How many lines in the rows below contain the string "white"? Reply with the number alone.

◆ Task data ◆
************

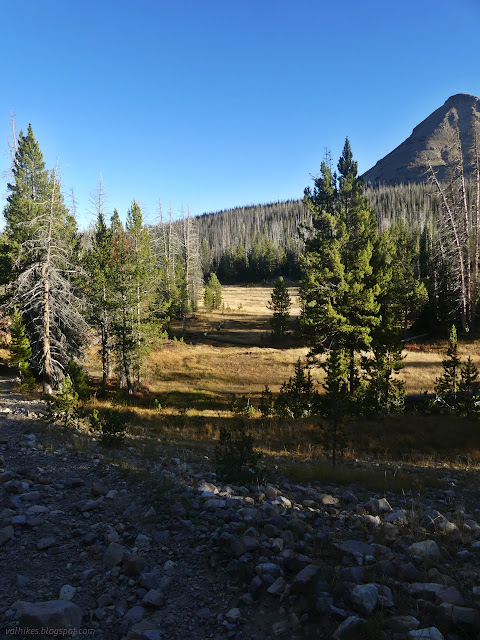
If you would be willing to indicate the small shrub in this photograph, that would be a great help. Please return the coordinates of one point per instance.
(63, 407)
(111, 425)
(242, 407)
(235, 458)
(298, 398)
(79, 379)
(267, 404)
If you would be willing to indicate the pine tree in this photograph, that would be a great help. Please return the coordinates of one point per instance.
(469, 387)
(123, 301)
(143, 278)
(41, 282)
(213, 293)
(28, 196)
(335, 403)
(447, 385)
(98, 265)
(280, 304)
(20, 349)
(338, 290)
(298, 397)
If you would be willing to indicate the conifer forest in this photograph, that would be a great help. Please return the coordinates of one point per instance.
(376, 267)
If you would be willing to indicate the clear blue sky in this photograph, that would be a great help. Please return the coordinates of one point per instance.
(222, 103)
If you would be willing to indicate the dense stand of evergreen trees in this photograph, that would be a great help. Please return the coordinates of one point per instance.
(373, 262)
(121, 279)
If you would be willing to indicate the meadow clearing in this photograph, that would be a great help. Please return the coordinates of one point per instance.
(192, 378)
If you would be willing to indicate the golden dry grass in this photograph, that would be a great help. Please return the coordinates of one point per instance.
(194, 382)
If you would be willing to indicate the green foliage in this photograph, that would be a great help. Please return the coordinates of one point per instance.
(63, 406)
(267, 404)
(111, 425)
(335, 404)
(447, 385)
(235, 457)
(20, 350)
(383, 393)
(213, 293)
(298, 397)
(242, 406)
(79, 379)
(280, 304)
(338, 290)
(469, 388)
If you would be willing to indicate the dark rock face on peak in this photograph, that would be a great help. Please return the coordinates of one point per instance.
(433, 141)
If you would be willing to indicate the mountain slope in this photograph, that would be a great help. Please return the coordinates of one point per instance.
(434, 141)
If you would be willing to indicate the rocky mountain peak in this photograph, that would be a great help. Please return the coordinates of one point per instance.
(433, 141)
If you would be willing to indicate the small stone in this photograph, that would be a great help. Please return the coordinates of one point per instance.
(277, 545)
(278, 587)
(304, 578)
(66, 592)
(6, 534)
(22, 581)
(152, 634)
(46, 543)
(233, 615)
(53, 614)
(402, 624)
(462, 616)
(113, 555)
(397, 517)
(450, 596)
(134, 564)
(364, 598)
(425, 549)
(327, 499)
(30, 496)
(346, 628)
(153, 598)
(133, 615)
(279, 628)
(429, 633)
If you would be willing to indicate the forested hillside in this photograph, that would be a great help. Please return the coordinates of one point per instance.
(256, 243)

************

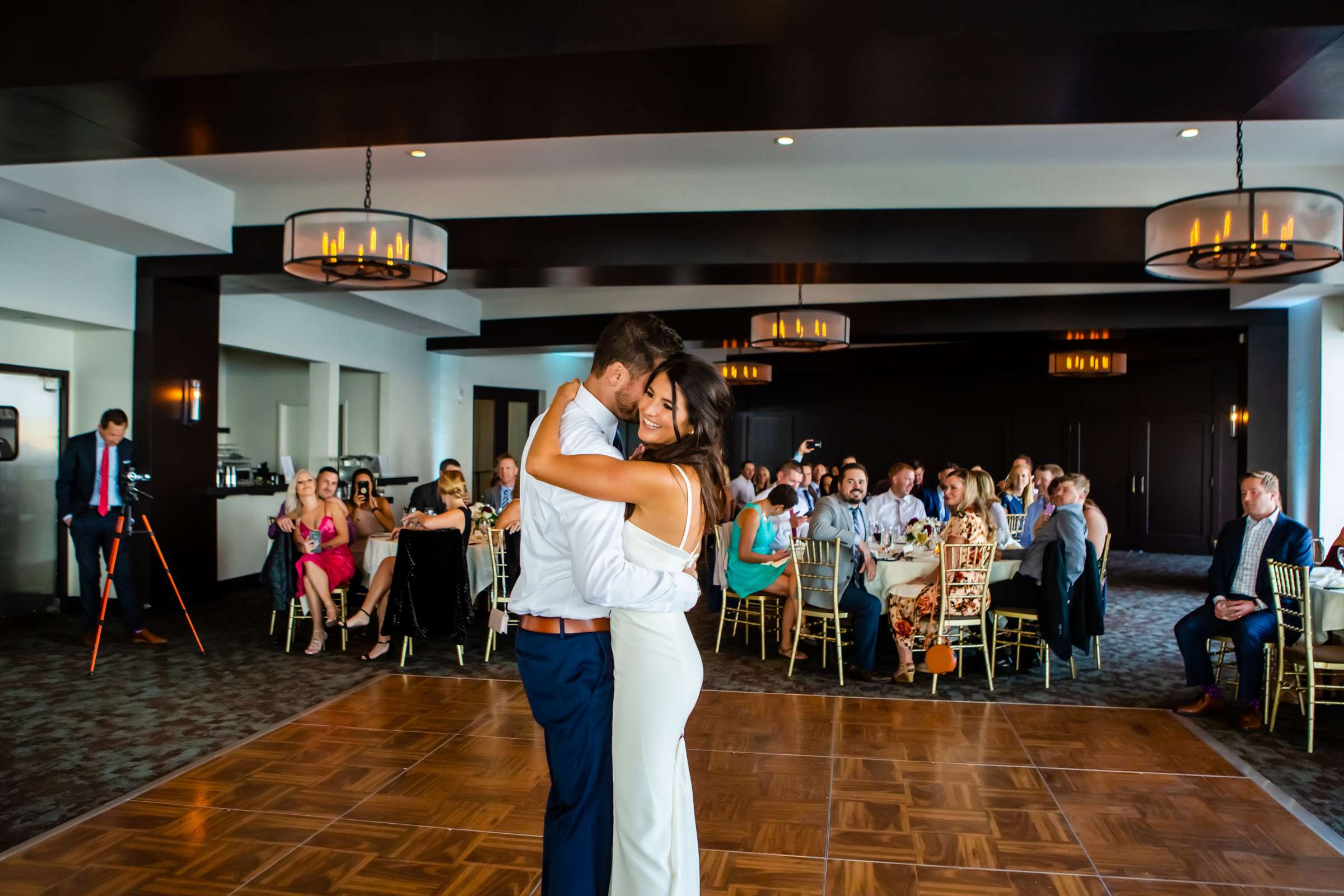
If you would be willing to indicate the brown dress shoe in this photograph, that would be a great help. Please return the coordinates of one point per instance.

************

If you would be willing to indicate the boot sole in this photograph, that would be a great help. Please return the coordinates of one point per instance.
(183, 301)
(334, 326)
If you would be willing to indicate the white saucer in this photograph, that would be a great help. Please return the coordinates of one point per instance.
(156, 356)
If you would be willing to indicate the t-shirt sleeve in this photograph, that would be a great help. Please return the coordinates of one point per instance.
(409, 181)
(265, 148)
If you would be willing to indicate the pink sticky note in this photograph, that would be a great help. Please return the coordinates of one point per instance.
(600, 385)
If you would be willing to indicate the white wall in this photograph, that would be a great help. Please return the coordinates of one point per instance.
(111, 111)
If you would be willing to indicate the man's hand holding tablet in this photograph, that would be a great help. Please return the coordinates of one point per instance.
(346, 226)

************

◆ Task response ◆
2